**** DATASET

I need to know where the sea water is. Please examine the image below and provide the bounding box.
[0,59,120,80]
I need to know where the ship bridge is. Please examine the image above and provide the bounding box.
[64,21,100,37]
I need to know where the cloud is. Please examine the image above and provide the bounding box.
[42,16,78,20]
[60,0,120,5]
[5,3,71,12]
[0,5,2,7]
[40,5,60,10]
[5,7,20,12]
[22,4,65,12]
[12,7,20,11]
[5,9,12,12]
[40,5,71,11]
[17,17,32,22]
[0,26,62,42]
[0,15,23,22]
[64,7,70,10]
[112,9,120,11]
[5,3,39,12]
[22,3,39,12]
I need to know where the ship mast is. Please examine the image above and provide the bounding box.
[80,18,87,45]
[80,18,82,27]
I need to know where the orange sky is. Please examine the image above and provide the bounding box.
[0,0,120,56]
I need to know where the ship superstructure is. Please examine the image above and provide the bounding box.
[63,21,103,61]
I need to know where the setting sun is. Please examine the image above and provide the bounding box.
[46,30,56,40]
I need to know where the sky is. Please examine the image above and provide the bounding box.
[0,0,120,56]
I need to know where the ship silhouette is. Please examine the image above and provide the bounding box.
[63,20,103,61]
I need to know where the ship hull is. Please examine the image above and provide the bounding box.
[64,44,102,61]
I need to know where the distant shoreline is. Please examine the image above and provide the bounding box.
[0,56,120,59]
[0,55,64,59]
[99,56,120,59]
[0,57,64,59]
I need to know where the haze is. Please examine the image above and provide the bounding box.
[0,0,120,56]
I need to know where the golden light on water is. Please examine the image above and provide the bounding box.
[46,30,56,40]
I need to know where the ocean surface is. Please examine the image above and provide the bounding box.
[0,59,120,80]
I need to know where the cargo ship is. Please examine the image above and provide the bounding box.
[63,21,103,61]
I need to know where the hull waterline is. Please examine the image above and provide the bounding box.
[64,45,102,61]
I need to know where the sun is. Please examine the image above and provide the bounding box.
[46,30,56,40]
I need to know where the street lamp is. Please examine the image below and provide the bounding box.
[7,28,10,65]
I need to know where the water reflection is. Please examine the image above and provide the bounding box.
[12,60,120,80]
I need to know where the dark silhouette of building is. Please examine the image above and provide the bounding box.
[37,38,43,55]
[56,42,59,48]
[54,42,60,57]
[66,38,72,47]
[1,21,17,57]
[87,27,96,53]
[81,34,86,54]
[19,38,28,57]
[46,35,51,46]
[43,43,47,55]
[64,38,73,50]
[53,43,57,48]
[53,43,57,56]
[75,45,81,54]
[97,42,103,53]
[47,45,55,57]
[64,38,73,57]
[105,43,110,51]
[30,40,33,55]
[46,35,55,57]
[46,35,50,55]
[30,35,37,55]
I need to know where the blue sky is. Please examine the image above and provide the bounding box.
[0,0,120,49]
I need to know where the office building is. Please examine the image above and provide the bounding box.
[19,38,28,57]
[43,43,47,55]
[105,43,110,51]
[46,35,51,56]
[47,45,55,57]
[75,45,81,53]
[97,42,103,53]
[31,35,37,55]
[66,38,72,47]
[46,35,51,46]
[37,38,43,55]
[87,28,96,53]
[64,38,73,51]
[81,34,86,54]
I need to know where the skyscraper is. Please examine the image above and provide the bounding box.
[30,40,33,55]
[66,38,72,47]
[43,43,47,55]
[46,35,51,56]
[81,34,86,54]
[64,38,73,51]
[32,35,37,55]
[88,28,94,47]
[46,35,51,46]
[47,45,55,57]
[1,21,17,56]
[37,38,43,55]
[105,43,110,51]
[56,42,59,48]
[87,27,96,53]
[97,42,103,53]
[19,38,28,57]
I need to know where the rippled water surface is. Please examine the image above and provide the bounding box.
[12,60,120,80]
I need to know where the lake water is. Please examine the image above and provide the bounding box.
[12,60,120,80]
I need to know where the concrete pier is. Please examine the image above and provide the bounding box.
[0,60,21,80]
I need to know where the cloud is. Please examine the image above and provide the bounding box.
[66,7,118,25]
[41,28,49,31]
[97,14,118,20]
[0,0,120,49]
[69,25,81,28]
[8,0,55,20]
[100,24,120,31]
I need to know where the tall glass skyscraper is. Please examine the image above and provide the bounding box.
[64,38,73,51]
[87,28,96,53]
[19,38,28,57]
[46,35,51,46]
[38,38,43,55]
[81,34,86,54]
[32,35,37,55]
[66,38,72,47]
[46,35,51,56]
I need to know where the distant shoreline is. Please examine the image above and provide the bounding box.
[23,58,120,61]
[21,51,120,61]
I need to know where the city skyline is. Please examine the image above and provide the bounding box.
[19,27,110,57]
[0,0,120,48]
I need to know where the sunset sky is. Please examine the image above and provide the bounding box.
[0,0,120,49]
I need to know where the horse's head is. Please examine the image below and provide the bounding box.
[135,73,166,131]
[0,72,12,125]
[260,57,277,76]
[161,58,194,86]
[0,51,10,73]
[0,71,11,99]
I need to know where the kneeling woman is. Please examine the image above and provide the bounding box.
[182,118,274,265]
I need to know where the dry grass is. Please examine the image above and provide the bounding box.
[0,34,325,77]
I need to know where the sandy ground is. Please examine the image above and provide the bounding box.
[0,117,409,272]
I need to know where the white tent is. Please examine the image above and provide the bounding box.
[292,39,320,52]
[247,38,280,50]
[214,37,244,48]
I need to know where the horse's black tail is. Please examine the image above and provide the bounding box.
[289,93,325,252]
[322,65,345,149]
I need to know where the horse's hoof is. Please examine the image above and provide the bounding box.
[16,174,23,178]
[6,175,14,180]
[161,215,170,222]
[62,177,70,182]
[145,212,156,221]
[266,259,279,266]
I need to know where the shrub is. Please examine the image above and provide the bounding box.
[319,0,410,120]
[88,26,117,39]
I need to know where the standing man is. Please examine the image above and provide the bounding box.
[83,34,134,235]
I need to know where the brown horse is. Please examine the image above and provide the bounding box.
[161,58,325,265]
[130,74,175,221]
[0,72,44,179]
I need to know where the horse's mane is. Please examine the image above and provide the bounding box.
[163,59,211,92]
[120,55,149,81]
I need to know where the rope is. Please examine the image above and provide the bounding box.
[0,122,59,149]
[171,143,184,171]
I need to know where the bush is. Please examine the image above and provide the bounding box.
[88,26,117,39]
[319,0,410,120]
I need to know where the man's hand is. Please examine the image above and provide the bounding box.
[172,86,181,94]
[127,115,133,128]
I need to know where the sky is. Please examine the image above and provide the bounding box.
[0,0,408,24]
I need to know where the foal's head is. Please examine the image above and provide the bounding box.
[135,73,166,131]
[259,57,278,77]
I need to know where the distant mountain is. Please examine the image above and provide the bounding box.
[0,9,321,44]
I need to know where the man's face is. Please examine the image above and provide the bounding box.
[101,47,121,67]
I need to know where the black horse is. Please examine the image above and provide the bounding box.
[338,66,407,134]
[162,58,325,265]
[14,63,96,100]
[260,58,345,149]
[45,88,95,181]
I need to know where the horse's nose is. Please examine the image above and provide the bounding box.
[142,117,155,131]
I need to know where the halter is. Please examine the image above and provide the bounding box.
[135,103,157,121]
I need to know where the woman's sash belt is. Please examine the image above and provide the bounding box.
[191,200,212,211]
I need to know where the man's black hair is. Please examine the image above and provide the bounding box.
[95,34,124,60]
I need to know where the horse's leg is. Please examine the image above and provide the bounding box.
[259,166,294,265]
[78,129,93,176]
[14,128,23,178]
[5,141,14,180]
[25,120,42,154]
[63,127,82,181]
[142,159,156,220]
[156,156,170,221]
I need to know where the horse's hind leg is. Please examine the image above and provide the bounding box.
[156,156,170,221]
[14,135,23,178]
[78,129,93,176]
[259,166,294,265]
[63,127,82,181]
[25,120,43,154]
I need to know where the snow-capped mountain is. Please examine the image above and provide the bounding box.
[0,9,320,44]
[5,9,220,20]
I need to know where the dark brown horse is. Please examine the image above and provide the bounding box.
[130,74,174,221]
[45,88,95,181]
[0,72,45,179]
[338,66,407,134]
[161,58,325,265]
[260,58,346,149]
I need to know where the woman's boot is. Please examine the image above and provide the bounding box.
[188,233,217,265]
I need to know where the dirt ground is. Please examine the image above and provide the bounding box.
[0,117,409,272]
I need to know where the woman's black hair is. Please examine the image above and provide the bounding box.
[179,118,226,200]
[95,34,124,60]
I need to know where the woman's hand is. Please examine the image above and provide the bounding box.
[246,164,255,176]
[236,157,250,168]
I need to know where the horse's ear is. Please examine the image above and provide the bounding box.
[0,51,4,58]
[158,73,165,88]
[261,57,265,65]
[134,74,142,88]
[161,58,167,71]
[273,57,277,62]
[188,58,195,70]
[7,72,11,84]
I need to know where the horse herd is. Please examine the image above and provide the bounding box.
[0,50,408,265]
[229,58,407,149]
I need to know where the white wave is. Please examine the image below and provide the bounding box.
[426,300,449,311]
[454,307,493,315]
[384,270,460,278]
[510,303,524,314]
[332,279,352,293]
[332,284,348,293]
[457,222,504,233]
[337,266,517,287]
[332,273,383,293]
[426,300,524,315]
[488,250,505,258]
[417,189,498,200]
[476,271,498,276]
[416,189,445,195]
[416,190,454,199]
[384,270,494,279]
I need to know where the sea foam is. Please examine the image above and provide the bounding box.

********

**WHAT THE TASK ASKS:**
Starting from the line containing "I need to know where the white wave" and ending with the final line of the data, reproduce each line exactly as it appears, including no other lines.

**ANSWER BOX:**
I need to know where the white wave is. Please examine the image below and provide the bounding box.
[426,300,449,311]
[454,307,493,315]
[384,270,460,278]
[510,303,524,314]
[332,279,352,293]
[332,284,348,293]
[457,222,504,233]
[337,266,517,287]
[332,273,383,293]
[426,300,524,315]
[488,250,505,258]
[417,189,498,200]
[476,271,498,276]
[416,189,445,195]
[416,190,454,199]
[384,270,494,279]
I need to know where the sea foam is. Please examine the image above and provide the bounding box.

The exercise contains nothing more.